# DOCUMENT EXCERPT:
| dc.description.abstract | In this work, the effect of vortex-induced vibrations (VIV) on the fatigue strength of subsea power cables were investigated by the implementation of a non-linear time domain analysis methodology. To have a better understanding of VIV, experiments and empirical models for VIV were explained. Besides, several examples for frequency and time domain VIV models were given. Furthermore, relevant standards for the fatigue design of subsea dynamic power cables were addressed.
A linear global finite element model of the power cable in SIMLA software to establish tension and curvature time histories and the local model of the cable cross-section in BFLEX software to obtain axial stress signals for various points in the cable were created. Case scenario was analysed by considering both the hogging and the sagging sections for 4 different conditions and 7 different loading cases for each conditions. First condition considers VIV and all environmental loads. Second exclude VIV but keeping other parameters the same. For the third condition, wave loads are not taken into account by a filtering process of tension and curvature time histories obtained by the global analysis. For the last condition, frictions between cable layers in the axial direction are deactivated in the local model.

# LISTED ENTRIES:
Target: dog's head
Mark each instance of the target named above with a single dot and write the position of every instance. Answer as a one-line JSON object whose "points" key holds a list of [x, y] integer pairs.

--

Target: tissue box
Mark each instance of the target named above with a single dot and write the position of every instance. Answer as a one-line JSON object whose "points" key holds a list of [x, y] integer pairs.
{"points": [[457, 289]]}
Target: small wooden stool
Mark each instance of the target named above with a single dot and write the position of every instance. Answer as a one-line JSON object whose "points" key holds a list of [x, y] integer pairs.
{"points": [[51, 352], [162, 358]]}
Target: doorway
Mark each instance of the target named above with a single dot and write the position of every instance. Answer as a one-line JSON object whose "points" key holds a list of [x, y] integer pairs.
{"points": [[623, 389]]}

--

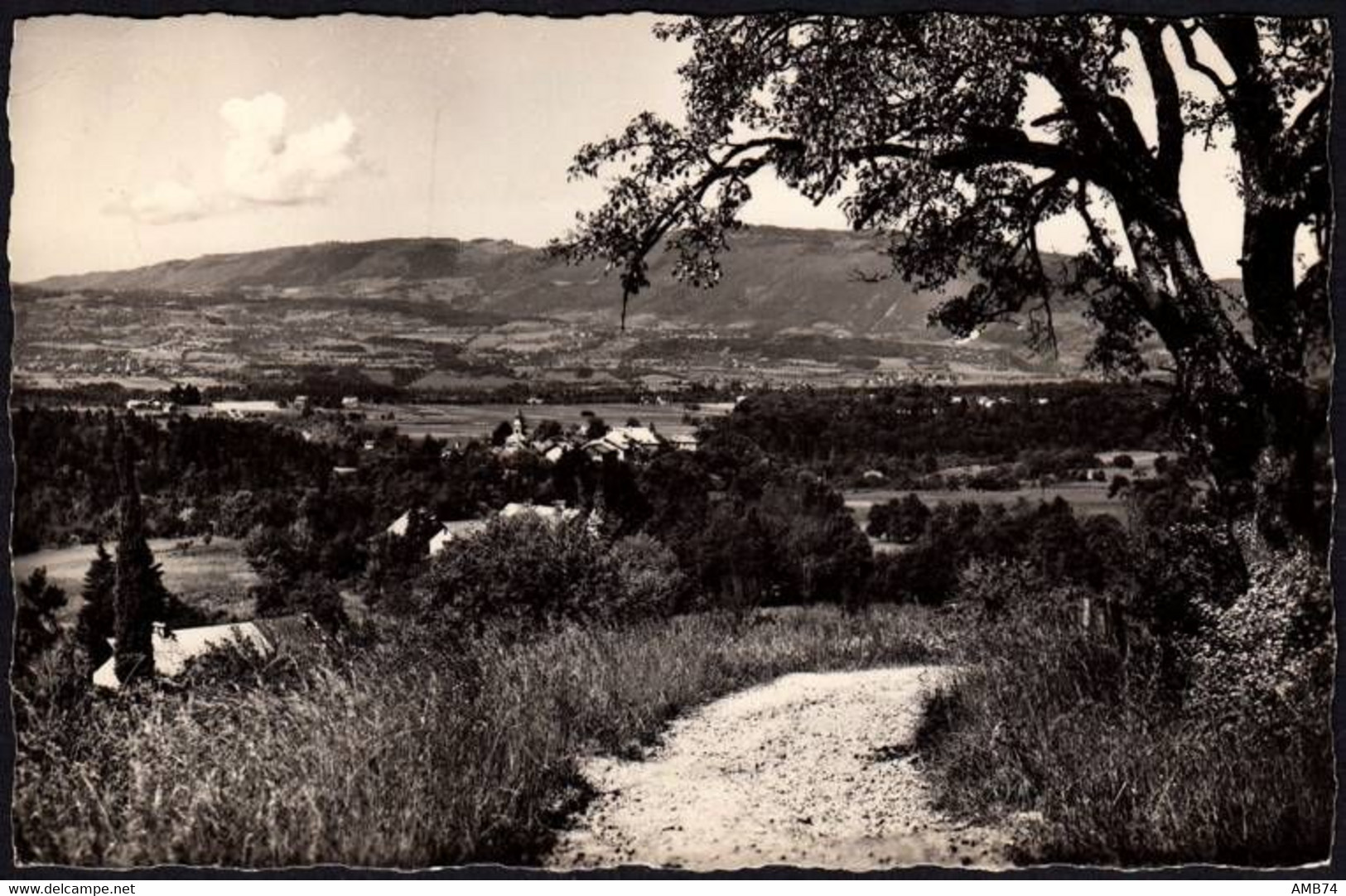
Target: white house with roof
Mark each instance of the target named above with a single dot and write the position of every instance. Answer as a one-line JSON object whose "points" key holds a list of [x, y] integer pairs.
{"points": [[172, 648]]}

# JOB 1:
Answer these questions on the abstract about vortex-induced vibrations in subsea power cables, one per line.
(a) In which software was the local model of the cable cross-section built?
(b) How many loading cases were analyzed for each condition?
(c) What was deactivated in the local model for the last condition?
# JOB 2:
Recast the paragraph of the subsea cable abstract that begins "A linear global finite element model" as a bulleted list, keeping its main facts.
# JOB 3:
Carry on the abstract about vortex-induced vibrations in subsea power cables, starting after its final sentence.

# RIGHT ANSWER 1:
(a) BFLEX
(b) 7
(c) The frictions between cable layers in the axial direction

# RIGHT ANSWER 2:
- A linear global finite element model of the power cable was built in SIMLA to establish tension and curvature time histories.
- A local model of the cable cross-section was built in BFLEX to obtain axial stress signals for various points in the cable.
- The case scenario covered both the hogging and the sagging sections, with 4 conditions and 7 loading cases for each condition.
- Condition 1: VIV and all environmental loads are included.
- Condition 2: VIV is excluded; all other parameters are kept the same.
- Condition 3: Wave loads are left out by filtering the tension and curvature time histories from the global analysis.
- Condition 4: Frictions between cable layers in the axial direction are deactivated in the local model.

# RIGHT ANSWER 3:
Time series by global analyses are post-processed to be used in local analyses as input. Local analyses gave axial stress signals for the internal steel armor layer in three different points. Two of these points are selected to give the fatigue damage for maximum cross-flow and in-line responses. The other one is neutral for both in-line and cross-flow vibrations. In-plane and out-of-plane bending moments and the axial force for centre body of the cable cross-section which includes copper conductors were computed. By using these time series axial stresses in the centre body were calculated analytically for 3 different points based on the same concept applied for the steel armor layer. Having evaluated stress signals, Rainflow algorithm was used to separate them into stress ranges and corresponding cycles. Then, Miner's Sum was introduced to calculate accumulated fatigue damage for each location in each condition.
Analyses have shown that the internal steel armor is the governing layer for the fatigue life. Especially, the fatigue damage in the CF direction appeared to be the maximum due to large out-of-plane curvatures. The fatigue life is the lowest also in the CF direction for the centre body. However, fatigue lives for the centre body are much larger compared to ones for the internal steel armor. That is because external loads are taken by the internal armor layer.
In addition, environmental loads, especially wave loads, appeared to be an important aspect for the fatigue design of such structures, especially with respect to the increased drag forces. Thus, environmental conditions of the operational area should be taken into account during the design process.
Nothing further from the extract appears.